> [WHAT TO WORK ON]: Copy out the records from the line with "Point to the light" to the line with "x=261, y=336", both included, keeping the requests, and shift every x and y coordinate in the answers up by 142.

>>>>

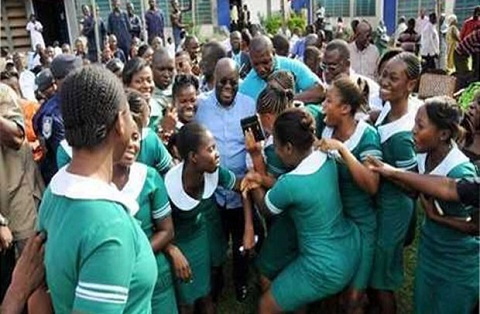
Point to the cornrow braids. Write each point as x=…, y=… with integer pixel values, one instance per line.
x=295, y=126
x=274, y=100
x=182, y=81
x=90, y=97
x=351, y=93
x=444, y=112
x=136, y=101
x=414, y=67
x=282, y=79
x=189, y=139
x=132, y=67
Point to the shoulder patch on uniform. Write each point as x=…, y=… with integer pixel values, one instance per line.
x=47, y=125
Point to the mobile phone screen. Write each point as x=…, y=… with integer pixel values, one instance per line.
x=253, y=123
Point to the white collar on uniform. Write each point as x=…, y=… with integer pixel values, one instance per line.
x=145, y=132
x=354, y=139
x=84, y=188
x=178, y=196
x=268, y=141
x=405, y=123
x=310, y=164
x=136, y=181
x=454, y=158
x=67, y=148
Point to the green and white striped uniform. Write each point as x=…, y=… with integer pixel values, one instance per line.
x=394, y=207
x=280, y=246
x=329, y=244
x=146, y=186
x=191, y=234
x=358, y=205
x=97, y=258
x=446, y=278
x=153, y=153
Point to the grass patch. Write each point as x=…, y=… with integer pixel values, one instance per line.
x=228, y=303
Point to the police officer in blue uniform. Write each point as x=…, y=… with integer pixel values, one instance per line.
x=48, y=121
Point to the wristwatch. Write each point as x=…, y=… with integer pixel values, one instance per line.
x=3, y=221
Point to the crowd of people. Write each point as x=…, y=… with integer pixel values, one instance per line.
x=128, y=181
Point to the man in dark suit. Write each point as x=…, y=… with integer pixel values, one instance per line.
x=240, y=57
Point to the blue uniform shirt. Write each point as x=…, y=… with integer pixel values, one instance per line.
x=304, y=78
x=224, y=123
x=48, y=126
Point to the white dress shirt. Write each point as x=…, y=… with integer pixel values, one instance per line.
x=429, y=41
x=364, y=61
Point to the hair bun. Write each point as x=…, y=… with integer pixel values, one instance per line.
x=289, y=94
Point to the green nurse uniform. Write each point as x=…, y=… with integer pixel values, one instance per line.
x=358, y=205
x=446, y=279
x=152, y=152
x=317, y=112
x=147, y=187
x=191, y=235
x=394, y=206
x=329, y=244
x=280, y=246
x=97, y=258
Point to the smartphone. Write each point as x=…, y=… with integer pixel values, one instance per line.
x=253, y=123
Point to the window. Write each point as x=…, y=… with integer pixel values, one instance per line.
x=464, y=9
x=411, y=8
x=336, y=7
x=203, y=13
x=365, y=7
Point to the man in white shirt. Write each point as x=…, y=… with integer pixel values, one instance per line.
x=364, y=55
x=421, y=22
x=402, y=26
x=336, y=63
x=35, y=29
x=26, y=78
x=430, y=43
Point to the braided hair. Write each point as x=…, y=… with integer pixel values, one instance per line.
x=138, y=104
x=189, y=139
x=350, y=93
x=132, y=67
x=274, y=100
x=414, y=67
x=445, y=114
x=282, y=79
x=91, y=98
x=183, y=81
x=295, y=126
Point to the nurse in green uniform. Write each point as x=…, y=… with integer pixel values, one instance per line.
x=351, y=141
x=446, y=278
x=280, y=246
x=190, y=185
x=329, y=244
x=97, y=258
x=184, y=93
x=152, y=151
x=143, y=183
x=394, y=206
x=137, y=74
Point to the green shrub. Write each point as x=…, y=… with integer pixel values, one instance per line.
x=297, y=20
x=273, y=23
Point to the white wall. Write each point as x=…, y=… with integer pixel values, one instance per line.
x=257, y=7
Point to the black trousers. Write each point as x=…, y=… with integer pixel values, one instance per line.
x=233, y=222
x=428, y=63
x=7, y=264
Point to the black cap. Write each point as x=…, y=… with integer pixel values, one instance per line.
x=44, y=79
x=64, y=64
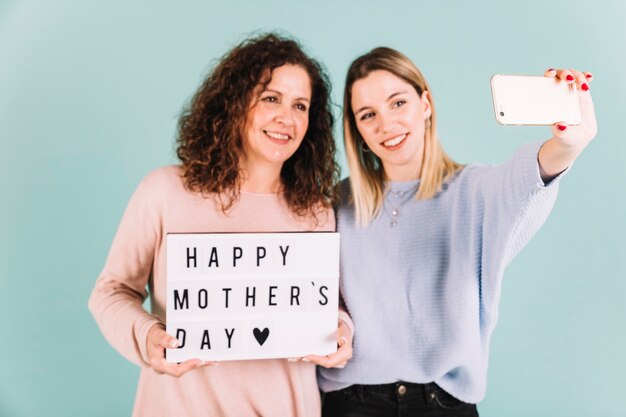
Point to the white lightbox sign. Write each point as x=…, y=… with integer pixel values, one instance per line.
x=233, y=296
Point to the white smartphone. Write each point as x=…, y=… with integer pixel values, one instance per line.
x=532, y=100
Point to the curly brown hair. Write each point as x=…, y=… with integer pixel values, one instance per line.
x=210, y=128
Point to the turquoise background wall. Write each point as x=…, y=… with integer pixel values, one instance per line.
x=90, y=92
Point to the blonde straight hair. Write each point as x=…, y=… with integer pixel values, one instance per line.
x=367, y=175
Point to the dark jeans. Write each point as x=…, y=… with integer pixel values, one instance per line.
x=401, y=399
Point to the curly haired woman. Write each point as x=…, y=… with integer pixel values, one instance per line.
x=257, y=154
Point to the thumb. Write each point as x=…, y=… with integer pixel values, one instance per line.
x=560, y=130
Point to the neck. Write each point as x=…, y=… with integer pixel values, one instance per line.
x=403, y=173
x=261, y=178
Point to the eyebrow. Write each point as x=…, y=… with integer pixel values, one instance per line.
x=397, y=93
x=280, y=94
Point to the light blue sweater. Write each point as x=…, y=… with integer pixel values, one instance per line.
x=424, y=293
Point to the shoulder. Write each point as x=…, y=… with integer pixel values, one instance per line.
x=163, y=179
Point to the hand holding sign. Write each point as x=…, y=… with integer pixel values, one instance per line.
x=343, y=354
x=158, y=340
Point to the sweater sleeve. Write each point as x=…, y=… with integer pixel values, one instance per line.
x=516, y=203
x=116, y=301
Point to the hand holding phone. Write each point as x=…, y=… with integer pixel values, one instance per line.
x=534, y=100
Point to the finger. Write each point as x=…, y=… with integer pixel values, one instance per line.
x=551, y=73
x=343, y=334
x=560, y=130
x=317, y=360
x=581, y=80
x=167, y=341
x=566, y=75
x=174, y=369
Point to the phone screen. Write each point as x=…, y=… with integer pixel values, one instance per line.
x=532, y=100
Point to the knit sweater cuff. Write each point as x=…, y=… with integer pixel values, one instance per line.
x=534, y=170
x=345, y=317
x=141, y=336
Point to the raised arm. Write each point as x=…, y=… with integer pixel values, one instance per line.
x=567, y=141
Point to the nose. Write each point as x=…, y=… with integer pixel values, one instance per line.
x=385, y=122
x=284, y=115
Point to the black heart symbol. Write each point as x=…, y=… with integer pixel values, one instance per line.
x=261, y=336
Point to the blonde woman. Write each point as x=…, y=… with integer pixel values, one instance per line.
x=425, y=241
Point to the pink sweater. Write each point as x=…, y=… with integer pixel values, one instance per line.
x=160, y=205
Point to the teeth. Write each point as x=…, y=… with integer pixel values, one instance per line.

<<<<

> [REPLY]:
Point to the light blue sweater. Write each point as x=…, y=… with integer pixel values, one instance per line.
x=566, y=435
Point to the shoulder. Write each point as x=…, y=… with integer pixel values, one instance per line.
x=305, y=321
Point to the hand holding sign. Write each point as x=…, y=… with integer pixel values, one instance per line.
x=485, y=496
x=300, y=482
Point to the sweater sleeve. Write each point as x=…, y=… with integer pixel values, one instance per line.
x=658, y=345
x=258, y=443
Point to the hand holding phone. Write each point as x=…, y=… with integer pixel values, one instance per line.
x=676, y=242
Point to the finger. Write each point as x=…, y=… with integer pixel values, one instance per line.
x=693, y=215
x=485, y=476
x=702, y=272
x=459, y=502
x=723, y=222
x=309, y=483
x=708, y=217
x=316, y=511
Point to the phone screen. Write each point as x=…, y=… with integer pixel values, one instance per line.
x=674, y=242
Point to the knit sweater cuff. Write each point as x=…, y=… with integer pixel values, one instance per line.
x=676, y=312
x=487, y=459
x=283, y=478
Point to the raised arm. Write each point as x=…, y=… with integer pixel values, one instance per line.
x=709, y=283
Point to the nose. Write each point as x=…, y=… with integer pixel values, one instance per line.
x=527, y=264
x=426, y=257
Point to the black heart symbol. Write each point as x=…, y=… with integer pixel values, one instance per line.
x=403, y=478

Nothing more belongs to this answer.